▶ _Description of the task_: Reproduce the records word for word, starting at the line that contains "3. What is the bounding box of the cluster" and ending at the line that contains "[249,280,640,478]". Include both of those lines.

▶ _Given data_:
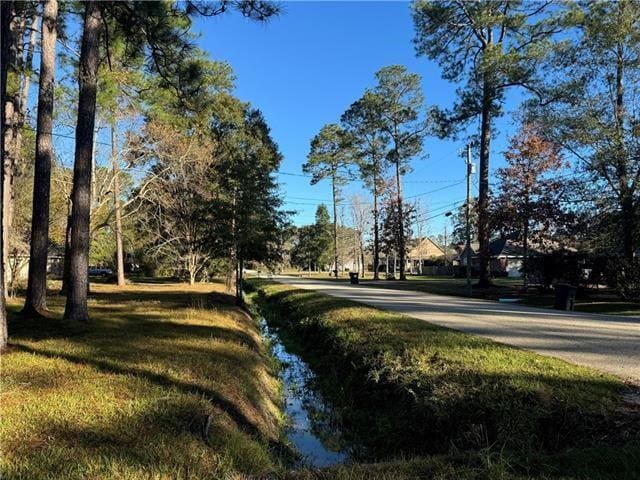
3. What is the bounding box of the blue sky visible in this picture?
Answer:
[195,1,515,234]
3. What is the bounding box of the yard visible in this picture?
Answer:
[0,284,286,480]
[246,280,640,479]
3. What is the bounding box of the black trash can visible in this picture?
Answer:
[553,283,578,310]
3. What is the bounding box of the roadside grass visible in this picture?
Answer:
[0,284,286,480]
[251,279,640,479]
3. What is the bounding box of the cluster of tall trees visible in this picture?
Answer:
[412,0,640,285]
[303,65,430,279]
[0,0,286,350]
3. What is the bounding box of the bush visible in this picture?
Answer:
[604,257,640,301]
[529,251,588,290]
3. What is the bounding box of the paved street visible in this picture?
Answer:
[275,276,640,384]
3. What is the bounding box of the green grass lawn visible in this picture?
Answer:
[0,284,283,480]
[252,280,640,479]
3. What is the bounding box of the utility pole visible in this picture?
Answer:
[444,223,447,267]
[464,145,473,297]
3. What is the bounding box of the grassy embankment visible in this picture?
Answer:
[0,284,282,480]
[253,280,640,479]
[282,272,640,315]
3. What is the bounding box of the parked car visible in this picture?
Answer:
[89,267,113,277]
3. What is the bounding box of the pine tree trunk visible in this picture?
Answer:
[332,172,339,278]
[2,7,26,293]
[111,121,126,287]
[393,158,407,280]
[60,201,73,295]
[0,2,13,353]
[64,2,101,321]
[23,0,58,315]
[373,173,380,280]
[478,74,493,288]
[12,13,39,184]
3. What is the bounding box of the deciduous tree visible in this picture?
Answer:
[492,125,570,291]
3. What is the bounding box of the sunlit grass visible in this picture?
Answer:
[0,284,282,479]
[252,280,640,478]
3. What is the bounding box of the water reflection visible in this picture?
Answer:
[261,319,350,467]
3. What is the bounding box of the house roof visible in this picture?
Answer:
[409,237,445,258]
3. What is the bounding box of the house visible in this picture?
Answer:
[454,238,540,278]
[407,237,453,275]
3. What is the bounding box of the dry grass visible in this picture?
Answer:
[252,280,640,479]
[0,284,282,480]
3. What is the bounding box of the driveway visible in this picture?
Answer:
[274,276,640,385]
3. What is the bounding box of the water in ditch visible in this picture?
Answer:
[261,319,351,467]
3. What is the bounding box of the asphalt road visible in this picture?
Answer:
[274,276,640,385]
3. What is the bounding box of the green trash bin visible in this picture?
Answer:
[553,283,578,310]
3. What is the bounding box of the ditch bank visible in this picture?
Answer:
[249,280,640,478]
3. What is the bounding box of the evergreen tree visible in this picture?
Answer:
[341,91,390,280]
[374,65,428,280]
[530,0,640,260]
[23,0,58,315]
[413,0,561,287]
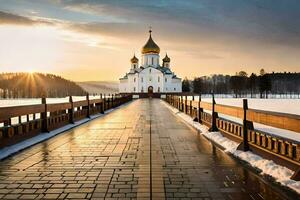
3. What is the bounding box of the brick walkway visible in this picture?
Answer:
[0,99,292,200]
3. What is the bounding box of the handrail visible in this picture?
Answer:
[247,109,300,133]
[166,95,300,180]
[0,95,132,148]
[0,104,44,123]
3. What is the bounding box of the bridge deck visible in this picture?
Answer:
[0,99,294,200]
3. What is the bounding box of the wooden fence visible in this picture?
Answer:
[166,95,300,180]
[0,95,132,148]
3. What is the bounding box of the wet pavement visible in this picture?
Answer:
[0,99,297,200]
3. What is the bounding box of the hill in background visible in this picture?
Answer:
[0,73,86,98]
[77,81,119,94]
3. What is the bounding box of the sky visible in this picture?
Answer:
[0,0,300,81]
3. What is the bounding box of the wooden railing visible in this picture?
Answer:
[0,95,132,148]
[166,95,300,180]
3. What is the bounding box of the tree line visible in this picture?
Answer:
[0,73,86,99]
[182,69,300,98]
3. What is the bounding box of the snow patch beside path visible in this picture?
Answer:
[0,103,128,160]
[164,102,300,194]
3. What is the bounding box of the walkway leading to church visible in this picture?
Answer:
[0,99,294,200]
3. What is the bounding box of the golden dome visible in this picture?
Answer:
[142,30,160,54]
[163,54,171,62]
[130,54,139,63]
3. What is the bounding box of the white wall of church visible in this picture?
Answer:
[139,67,164,92]
[119,67,182,93]
[142,53,159,67]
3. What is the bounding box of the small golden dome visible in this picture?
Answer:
[163,54,171,62]
[142,30,160,54]
[130,54,139,63]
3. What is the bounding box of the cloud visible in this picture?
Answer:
[0,11,54,26]
[55,0,300,48]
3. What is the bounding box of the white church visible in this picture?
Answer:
[119,30,182,93]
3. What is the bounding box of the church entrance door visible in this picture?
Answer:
[148,86,153,97]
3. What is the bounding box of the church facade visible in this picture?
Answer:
[119,30,182,93]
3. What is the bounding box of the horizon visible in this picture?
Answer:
[0,0,300,82]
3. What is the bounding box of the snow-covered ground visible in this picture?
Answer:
[0,103,128,160]
[164,102,300,194]
[183,97,300,142]
[0,95,108,107]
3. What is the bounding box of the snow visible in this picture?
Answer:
[164,102,300,194]
[179,96,300,142]
[0,103,128,160]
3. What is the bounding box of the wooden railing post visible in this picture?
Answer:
[209,93,218,132]
[68,96,75,124]
[198,94,203,124]
[100,93,104,114]
[86,93,91,118]
[237,99,253,151]
[40,97,49,132]
[184,96,188,114]
[190,95,195,117]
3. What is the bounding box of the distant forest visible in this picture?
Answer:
[182,69,300,98]
[0,73,86,99]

▶ _Solution to the problem_:
3. What is the bounding box of the cluster of tall trees visible in this picture?
Answer:
[412,0,640,285]
[303,65,430,279]
[0,0,286,350]
3. What is the bounding box of the bush visible in this picture?
Answer:
[604,257,640,301]
[529,251,588,290]
3. What is the bounding box of the paved street visible in this picture?
Answer:
[275,276,640,384]
3. What is the bounding box of the green grass lawn visible in this picture?
Answer:
[0,284,283,480]
[252,280,640,479]
3. What is the bounding box of the utility pole visible in this picture?
Answer:
[444,223,447,267]
[464,145,473,297]
3. What is the bounding box of the grassy embankment visible in this picture?
Answer:
[0,284,282,480]
[253,280,640,479]
[282,272,640,315]
3. What is the bounding box of the parked car visible in this picture?
Answer:
[89,267,113,277]
3. What is the bounding box of the pine tree trunk visible in this picture?
Answer:
[332,172,339,278]
[2,7,26,293]
[111,121,126,287]
[393,158,407,280]
[60,201,73,295]
[0,2,13,353]
[64,2,101,321]
[23,0,58,315]
[373,173,380,280]
[478,74,493,288]
[12,13,39,184]
3. What is the bounding box of the deciduous tree visible in this picture?
Answer:
[492,125,570,291]
3. What is the bounding box of the sunlit grass visible in this picture?
Answer:
[0,284,282,479]
[252,280,640,478]
3. What is the bounding box of the water reflection visible in this picture?
Answer:
[261,319,350,467]
3. What is the bounding box of the house roof visible in this picture?
Answer:
[409,237,445,258]
3. What is the bounding box of the house visible in this picture?
Answer:
[454,238,540,278]
[407,237,453,275]
3. What is the bounding box of the dry grass visible in this picture?
Answer:
[252,280,640,479]
[0,284,282,480]
3. What is the bounding box of the driveway visible in this picture?
Answer:
[274,276,640,385]
3. What is the bounding box of the water in ditch visible in this picture?
Answer:
[261,319,351,467]
3. What is the bounding box of the asphalt road visible in this picture?
Answer:
[274,276,640,385]
3. What is the bounding box of the green trash bin visible in this picture?
Answer:
[553,283,578,310]
3. What is the bounding box of the ditch bank visible in this picture?
Answer:
[249,280,640,478]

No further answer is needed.